[Natural-language object grounding data]
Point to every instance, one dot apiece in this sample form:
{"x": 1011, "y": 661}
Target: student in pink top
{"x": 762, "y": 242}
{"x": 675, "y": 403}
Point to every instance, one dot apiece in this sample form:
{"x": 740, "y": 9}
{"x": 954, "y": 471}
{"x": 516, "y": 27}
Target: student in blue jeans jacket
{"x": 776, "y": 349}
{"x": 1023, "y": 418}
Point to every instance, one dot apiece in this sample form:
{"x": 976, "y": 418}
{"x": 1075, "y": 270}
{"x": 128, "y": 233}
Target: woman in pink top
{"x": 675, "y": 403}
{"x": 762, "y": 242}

- Problem
Output the records verbatim, from the first line to the last.

- Task response
Point to every instance, one dot apiece in this sample form:
{"x": 1011, "y": 661}
Target: student in pink top
{"x": 762, "y": 242}
{"x": 675, "y": 403}
Point to every instance, one dot apiece in this sample form:
{"x": 740, "y": 9}
{"x": 954, "y": 471}
{"x": 516, "y": 27}
Target: student in blue jeans jacket
{"x": 776, "y": 349}
{"x": 1023, "y": 418}
Point to every instance, one dot apiece in this sample form:
{"x": 976, "y": 418}
{"x": 1075, "y": 270}
{"x": 128, "y": 233}
Target: woman in pink top
{"x": 675, "y": 403}
{"x": 762, "y": 242}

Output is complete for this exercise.